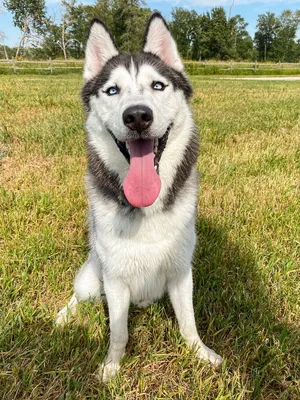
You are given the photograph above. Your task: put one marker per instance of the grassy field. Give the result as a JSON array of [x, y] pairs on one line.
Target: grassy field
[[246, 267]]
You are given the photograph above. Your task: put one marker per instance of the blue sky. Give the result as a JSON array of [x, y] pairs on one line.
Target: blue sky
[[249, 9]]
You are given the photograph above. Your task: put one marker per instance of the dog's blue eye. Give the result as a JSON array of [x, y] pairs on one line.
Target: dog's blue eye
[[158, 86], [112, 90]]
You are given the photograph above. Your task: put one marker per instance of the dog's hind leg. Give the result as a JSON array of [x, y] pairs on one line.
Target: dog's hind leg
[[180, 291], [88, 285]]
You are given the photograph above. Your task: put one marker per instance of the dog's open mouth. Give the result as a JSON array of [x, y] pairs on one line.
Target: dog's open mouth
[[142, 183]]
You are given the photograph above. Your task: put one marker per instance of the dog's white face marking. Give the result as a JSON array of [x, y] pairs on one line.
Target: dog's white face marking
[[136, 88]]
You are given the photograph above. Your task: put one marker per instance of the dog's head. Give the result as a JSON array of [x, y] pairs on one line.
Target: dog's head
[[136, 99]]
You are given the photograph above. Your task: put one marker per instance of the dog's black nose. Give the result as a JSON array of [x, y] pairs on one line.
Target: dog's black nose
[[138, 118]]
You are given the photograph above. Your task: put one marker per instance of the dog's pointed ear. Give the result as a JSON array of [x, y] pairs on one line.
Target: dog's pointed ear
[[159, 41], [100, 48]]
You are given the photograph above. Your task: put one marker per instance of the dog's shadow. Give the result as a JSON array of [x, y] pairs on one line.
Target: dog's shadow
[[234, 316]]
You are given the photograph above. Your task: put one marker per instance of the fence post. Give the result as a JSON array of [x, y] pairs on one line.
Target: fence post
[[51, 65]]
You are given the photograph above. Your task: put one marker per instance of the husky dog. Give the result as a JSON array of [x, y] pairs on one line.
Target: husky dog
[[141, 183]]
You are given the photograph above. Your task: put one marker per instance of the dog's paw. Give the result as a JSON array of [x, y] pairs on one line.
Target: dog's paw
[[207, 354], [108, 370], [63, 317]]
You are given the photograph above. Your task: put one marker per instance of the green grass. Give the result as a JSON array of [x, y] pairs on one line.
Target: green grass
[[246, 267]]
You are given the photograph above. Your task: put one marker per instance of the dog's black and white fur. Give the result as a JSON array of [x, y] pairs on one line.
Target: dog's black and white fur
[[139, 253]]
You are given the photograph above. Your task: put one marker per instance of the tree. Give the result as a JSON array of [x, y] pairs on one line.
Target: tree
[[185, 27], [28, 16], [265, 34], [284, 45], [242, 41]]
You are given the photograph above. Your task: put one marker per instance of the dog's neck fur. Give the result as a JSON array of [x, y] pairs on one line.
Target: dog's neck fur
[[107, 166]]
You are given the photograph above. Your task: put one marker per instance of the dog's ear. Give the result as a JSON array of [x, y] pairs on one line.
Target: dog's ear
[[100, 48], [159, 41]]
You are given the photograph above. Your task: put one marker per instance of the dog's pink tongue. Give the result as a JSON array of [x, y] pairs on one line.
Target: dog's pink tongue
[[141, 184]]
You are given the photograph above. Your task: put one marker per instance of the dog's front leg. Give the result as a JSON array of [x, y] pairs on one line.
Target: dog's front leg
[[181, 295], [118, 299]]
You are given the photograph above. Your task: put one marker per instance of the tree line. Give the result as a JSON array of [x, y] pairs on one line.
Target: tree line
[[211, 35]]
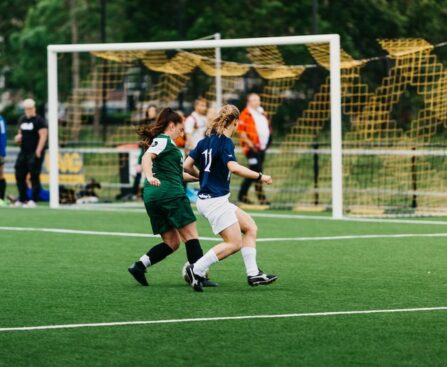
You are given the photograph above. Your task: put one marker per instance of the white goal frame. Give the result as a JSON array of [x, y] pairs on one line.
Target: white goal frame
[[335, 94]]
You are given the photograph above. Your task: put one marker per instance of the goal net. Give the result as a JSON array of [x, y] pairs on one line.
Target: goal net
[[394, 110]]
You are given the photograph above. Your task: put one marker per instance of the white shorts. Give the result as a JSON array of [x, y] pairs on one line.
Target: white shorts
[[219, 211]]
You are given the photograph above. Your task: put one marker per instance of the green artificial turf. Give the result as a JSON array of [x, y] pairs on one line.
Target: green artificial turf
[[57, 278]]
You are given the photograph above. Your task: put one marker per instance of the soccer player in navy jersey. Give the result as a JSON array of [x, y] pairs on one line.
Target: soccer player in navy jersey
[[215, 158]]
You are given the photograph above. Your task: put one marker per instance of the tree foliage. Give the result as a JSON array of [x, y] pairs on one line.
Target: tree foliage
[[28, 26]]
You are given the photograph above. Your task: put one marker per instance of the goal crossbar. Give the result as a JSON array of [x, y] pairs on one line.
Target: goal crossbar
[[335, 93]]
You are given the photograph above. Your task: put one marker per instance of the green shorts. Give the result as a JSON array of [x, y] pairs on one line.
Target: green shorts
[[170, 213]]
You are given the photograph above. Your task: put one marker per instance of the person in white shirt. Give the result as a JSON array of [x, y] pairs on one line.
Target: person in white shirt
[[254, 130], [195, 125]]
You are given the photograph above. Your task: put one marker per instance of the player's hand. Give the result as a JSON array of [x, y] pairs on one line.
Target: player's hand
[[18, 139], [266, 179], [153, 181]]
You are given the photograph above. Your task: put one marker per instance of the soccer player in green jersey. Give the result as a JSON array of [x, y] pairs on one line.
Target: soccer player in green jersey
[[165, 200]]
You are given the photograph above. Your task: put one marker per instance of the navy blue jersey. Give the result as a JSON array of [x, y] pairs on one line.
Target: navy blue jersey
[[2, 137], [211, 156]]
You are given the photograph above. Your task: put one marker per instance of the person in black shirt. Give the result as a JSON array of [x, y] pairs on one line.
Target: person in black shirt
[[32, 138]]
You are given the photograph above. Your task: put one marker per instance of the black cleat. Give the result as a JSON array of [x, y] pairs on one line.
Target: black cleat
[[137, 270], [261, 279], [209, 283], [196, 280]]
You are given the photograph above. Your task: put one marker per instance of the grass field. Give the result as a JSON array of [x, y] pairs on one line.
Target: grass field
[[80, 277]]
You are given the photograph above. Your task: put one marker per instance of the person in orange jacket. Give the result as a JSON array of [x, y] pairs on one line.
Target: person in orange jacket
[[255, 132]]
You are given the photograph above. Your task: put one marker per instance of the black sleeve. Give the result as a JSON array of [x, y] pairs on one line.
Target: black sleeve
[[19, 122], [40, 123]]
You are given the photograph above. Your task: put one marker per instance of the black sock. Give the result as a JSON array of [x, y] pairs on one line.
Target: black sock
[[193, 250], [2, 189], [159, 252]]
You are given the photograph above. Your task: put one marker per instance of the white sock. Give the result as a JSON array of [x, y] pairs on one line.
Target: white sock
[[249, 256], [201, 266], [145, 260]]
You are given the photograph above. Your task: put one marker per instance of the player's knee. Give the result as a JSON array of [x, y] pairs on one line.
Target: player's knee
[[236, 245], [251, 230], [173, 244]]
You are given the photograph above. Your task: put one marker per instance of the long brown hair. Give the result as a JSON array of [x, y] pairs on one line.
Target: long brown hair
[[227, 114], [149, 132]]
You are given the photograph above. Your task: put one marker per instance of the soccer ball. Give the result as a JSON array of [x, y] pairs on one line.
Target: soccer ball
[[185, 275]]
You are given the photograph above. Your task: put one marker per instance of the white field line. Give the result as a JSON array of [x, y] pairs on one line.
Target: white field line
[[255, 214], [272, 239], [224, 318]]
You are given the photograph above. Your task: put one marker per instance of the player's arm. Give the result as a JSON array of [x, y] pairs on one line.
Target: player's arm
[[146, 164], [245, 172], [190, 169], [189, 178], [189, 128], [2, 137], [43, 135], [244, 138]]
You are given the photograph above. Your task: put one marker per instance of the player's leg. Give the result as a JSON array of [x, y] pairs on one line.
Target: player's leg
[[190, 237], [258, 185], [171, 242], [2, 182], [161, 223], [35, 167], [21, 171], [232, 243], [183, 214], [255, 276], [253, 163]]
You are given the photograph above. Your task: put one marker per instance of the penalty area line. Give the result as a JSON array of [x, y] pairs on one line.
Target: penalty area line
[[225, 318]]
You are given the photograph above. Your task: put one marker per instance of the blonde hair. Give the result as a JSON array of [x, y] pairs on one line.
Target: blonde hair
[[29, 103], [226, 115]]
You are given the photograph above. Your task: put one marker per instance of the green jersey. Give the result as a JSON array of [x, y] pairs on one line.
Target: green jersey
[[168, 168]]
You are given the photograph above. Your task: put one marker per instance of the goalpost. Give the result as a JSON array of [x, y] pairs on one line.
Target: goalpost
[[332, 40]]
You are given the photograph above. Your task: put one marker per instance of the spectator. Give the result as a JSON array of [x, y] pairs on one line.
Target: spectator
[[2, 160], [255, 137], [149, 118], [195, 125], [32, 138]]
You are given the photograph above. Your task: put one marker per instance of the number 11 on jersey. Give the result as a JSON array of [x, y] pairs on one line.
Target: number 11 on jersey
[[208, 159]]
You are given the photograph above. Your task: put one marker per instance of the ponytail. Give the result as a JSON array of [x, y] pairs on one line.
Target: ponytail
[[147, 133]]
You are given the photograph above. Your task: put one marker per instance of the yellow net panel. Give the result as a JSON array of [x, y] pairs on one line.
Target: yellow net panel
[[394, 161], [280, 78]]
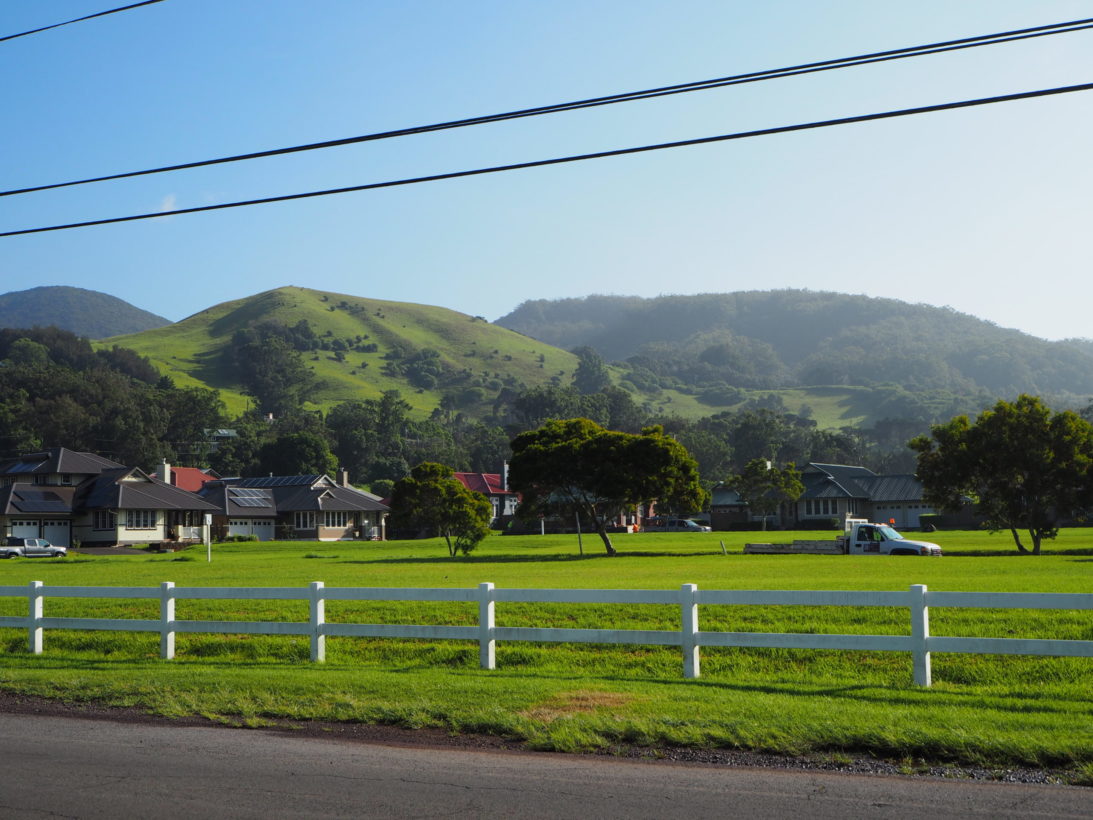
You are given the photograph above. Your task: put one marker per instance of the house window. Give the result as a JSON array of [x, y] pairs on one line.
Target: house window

※

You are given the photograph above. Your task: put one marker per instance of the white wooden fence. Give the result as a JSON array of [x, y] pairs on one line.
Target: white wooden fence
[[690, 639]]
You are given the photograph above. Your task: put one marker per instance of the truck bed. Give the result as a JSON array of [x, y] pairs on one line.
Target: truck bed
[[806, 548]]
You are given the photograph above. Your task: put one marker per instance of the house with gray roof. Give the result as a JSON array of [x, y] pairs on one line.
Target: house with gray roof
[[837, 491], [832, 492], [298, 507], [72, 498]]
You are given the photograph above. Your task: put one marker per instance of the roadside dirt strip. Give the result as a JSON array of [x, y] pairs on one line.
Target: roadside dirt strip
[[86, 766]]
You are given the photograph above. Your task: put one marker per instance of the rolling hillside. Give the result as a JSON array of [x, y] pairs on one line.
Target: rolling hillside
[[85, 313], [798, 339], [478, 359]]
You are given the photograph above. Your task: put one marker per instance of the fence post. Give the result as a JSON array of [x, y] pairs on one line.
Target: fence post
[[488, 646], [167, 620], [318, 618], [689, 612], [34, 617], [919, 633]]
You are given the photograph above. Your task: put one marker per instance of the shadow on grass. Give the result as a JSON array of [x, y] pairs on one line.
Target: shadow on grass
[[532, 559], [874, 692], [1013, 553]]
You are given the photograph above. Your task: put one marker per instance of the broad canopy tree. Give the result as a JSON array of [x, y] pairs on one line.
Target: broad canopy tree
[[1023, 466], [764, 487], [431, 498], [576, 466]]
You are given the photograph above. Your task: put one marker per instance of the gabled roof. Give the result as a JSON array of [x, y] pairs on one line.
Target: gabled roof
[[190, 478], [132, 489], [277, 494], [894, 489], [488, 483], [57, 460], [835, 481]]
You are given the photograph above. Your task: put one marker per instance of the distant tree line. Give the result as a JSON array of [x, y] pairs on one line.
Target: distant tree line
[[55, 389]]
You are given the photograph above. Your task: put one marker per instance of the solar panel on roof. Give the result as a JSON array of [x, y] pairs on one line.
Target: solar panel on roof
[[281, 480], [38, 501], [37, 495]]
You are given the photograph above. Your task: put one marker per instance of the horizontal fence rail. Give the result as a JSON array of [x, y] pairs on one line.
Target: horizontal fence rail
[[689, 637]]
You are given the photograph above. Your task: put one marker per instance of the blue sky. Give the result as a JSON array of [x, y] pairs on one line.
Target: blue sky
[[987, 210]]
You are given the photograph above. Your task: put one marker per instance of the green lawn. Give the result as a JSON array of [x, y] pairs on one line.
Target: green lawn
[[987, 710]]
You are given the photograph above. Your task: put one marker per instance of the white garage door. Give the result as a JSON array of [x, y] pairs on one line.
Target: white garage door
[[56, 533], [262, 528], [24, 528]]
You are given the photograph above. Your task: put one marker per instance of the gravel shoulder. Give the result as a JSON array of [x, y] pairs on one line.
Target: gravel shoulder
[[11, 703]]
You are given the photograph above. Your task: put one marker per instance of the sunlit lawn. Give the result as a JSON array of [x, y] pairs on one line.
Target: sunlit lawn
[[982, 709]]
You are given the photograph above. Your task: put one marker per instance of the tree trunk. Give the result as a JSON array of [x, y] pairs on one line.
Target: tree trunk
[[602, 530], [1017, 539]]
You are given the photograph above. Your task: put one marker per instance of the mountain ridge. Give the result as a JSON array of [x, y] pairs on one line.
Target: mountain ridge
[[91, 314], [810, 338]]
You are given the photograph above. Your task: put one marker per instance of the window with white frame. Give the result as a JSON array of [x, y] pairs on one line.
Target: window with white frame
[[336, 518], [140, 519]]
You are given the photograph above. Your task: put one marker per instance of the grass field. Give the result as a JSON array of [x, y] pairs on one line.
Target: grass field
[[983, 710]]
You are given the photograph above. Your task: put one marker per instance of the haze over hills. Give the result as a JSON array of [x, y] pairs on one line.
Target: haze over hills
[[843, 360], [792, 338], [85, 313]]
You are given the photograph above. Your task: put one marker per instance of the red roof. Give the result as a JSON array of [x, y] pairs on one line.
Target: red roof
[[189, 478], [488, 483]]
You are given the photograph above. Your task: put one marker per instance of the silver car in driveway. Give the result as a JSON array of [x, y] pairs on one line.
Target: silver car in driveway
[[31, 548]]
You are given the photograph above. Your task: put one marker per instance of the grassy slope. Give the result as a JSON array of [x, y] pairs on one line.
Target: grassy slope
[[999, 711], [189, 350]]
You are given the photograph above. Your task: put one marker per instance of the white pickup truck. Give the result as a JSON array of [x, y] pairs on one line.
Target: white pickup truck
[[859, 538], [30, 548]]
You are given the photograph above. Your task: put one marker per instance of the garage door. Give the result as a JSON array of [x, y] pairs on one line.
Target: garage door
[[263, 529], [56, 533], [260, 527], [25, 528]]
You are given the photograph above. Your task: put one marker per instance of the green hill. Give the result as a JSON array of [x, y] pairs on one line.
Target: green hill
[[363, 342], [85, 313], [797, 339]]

※

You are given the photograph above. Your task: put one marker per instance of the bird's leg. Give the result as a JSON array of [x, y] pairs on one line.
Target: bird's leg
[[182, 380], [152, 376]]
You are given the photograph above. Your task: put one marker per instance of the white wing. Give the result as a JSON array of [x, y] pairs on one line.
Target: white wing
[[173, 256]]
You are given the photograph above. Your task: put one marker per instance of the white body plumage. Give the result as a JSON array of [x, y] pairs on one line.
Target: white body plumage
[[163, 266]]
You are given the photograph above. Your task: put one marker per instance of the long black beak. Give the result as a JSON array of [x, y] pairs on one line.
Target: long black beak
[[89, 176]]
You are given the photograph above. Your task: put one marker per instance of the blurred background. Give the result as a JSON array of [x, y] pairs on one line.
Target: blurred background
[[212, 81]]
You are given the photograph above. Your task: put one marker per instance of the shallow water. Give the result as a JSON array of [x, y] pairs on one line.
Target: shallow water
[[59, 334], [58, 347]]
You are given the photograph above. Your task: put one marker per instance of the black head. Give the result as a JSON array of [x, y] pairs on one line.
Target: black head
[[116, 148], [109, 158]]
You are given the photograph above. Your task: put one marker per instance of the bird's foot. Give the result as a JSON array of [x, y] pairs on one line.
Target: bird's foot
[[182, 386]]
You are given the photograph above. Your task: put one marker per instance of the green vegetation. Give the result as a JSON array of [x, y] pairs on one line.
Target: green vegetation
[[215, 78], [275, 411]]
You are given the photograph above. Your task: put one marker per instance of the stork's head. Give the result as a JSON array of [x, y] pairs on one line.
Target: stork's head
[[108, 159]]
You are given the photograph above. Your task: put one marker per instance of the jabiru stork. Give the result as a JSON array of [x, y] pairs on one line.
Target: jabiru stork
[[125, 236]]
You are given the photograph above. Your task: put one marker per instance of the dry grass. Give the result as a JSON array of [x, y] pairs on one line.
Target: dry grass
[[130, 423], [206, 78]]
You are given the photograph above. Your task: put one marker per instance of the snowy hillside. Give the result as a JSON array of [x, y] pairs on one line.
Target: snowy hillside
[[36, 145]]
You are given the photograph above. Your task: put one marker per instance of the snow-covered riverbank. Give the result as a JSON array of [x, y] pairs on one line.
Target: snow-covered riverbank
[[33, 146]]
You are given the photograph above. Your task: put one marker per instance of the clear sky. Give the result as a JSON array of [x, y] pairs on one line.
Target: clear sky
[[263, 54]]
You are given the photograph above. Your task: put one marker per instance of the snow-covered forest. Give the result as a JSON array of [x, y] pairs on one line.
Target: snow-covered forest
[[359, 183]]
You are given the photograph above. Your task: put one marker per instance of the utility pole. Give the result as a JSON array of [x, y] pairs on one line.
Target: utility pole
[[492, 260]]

※

§ WRITTEN REQUEST
Reproduce word for word the lines of the material above, beginning with the line that contains "the bird's leg." and continuing through the line that contains "[[59, 334], [58, 347]]". Include both of those lines and nothing else.

§ RESULT BELOW
You are given the photograph above. Your task: put one marker per instance of the bird's leg. Give the result as a JSON array of [x, y] pairs on one line.
Target: bird's leg
[[182, 380], [152, 376]]
You are given the photograph above. Your task: put one marker per instance of the white wing. Give the result as a JSON array of [x, y] pairs on one line.
Target: white wing
[[173, 256]]
You are given the photograph above. Your task: put one marker per instance of the white body plumage. Give the result as a JSON array of [x, y] pairs on one line.
Target: white body plumage
[[163, 266]]
You are given the photograph above. Your task: put one marker per instance of the long black beak. Give the result as a JSON array of [x, y] pairs on one line.
Target: long black beak
[[89, 176]]
You are given the photograph above. Your task: put one marker per instance of the blurred background. Give the result as a JSON array of [x, y] pairs on one line.
Target: blurred background
[[212, 81]]
You are given the photograph above. Your task: put one marker per instance of the shallow water. Give the result as a JSON array of [x, y] pairs on one line.
Target: shallow water
[[59, 334], [58, 347]]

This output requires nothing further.